İstenen Görev A -
Aşağıdaki metinden "Of course that" sözlerinden başlayıp "lose the now!" sözleri de dahil olmak üzere aradaki bölümü aynen yazdır.

Metin Alıntısı -
***

Gelinen bu en son aşama itibariyle onun bir an önce kendisini toparlaması gerekiyordu. Gerek ruhsal olarak, gerek bedensel olarak her açıdan kendini yenilemeliydi ve kendisine bir çeki düzen vermeliydi. Ve artık neredeyse iflas aşamasına gelmiş olan o yorgun bedeni üzerinde daha derin acılara, daha derin hüzünlere ve gözyaşlarına izin vermemeliydi. Ve artık onun bundan sonraki o yaşamında o pişmanlıklara, o ihanetlere, o terkedilmişliklere, o bir kenarda unutulmuşluklara, o yürek burkan dramlara, o duygu yüklü gözyaşlarına, o ruhsal travmalara, o bedensel yorgunluklara, o uykusuz gecelere, o intiharvari girişimlere ve o keşke gibi pişmanlık dolu sözlere asla yer olmayacaktı ve olmamalıydıda.

Büyülü gerçekçilik akımının önde gelen isimlerinden biri olan ve gerçek üstücülük konularında yazmış olduğu birçok denemeyle tanınan Arjantin’li şair ve yazar Jorge Luis Barges (24 Agustos 1899-14 Haziran 1986); artık o sanat dolu, o yoğun bir üretkenlik dolu o örnek yaşamının son dönemlerine geldiğinde ve iyice elden ayaktan düşüpte ölümün o soğuk nefesini yavaş yavaş hissetmeye başladığında yeniden kağıda kaleme sarılıyor ve içinde bir sürü keşkelerin olduğu, bir sürü pişmanlıkların olduğu bir şiir kaleme alıyor.Ve bakalım o güzel insan, o örnek insan Horge Luis Borges söz konusu o yazısında ne söylüyor ve ne tür pişmanlıklarını veya ne tür keşkelerini dile getiriyorç Ve bu sayede de bize ne tür bir mesaj vermek istiyor:

“ If I could live again my life, in the next,

I’ll try, to make-more mistakes,

I won’t try to be so perfect,

I’ll be more relaxed,

I’ll be more full-than I am now,

In fact, I’ll take fewer things seriously,

I’ll be less hygienic,

I’ll take more trips,

I’ll watch more sunsets,

I’ll climb more mountains,

I’ll swim more rivers,

I’ll go to more places, I’ve never been,

I’ll eat more ice creams and less lima beans,

I’ll have more real problems and less imaginary ones,

I was one of those people who live prudent, and prolific lives each minute of his life,

Of course that I had moments of joy-but,

If I could go back I’ll try to have only good moments,

If you don’t know - that’s what life is made of,

Don’t lose the now!

***

Verilen Liste -
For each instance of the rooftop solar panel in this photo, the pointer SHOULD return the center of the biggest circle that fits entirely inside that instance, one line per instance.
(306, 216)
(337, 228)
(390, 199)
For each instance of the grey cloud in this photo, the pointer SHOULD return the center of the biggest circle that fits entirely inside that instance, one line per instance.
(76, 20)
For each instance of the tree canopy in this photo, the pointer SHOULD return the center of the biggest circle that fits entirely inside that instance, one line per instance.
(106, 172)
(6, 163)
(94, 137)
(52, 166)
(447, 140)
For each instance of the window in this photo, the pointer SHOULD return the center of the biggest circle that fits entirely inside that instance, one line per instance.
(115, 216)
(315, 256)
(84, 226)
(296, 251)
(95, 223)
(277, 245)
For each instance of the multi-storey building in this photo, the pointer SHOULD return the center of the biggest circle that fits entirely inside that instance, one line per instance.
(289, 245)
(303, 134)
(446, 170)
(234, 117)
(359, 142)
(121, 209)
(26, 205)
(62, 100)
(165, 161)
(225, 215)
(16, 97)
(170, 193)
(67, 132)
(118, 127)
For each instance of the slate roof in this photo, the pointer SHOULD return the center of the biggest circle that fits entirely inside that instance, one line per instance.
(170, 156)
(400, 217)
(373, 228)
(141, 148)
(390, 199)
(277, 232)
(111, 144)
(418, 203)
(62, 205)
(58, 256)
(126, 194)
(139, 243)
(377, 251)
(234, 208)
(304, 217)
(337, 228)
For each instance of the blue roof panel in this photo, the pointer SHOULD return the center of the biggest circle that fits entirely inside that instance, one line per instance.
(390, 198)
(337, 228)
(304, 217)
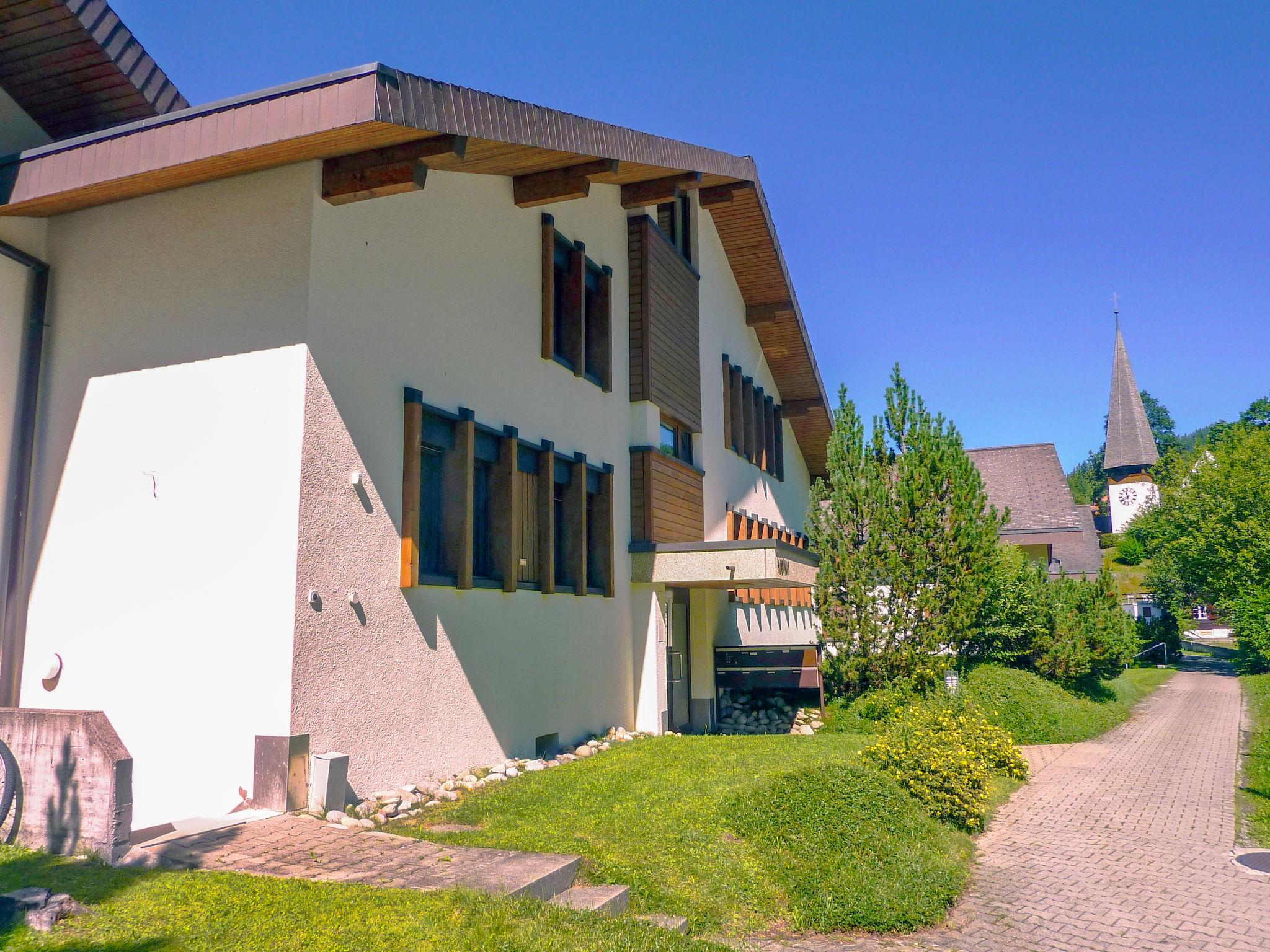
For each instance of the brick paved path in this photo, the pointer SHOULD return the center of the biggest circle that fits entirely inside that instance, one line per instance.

***

İstenen Görev B -
Yukarıdaki listenin bütün satırlarını değiştirmeden çıktı olarak ver ve resimleri yanıta katma.

Yazılı Yanıt A -
Of course that I had moments of joy-but,

If I could go back I’ll try to have only good moments,

If you don’t know - that’s what life is made of,

Don’t lose the now!

Yazılı Yanıt B -
For each instance of the rooftop solar panel in this photo, the pointer SHOULD return the center of the biggest circle that fits entirely inside that instance, one line per instance.
(306, 216)
(337, 228)
(390, 199)
For each instance of the grey cloud in this photo, the pointer SHOULD return the center of the biggest circle that fits entirely inside that instance, one line per instance.
(76, 20)
For each instance of the tree canopy in this photo, the pointer SHOULD return the center of the biggest circle that fits entirely inside that instance, one line per instance.
(106, 172)
(6, 163)
(94, 137)
(52, 166)
(447, 140)
For each instance of the window in this photo, the pointer SHOULD return the center of the biggest circle that fits entirely inside that instance, one line per instance.
(115, 216)
(315, 256)
(84, 226)
(296, 251)
(95, 223)
(277, 245)
For each instance of the multi-storey building in this photo, the pointer SHOULD return the center of the biggest circle that fits entirely inside that instance, one line per instance.
(289, 245)
(303, 134)
(446, 170)
(234, 117)
(359, 142)
(121, 209)
(26, 205)
(62, 100)
(165, 161)
(225, 215)
(16, 97)
(170, 193)
(67, 132)
(118, 127)
For each instance of the slate roof in this photo, the pointer SHOULD return the center of the biggest circle that fits entirely inside that instance, one line per instance.
(170, 156)
(400, 217)
(373, 228)
(141, 148)
(390, 199)
(277, 232)
(111, 144)
(418, 203)
(62, 205)
(58, 256)
(126, 194)
(139, 243)
(377, 251)
(234, 208)
(304, 217)
(337, 228)
For each instance of the blue roof panel in this photo, the pointer SHOULD return the center of the biggest circle that fits entirely inside that instance, one line per instance.
(390, 198)
(337, 228)
(304, 217)
For each instance of the brick paved path in this photo, the pointer SHOULD return the center of the biggest circle that fits entirely inside that instance, one line per instance.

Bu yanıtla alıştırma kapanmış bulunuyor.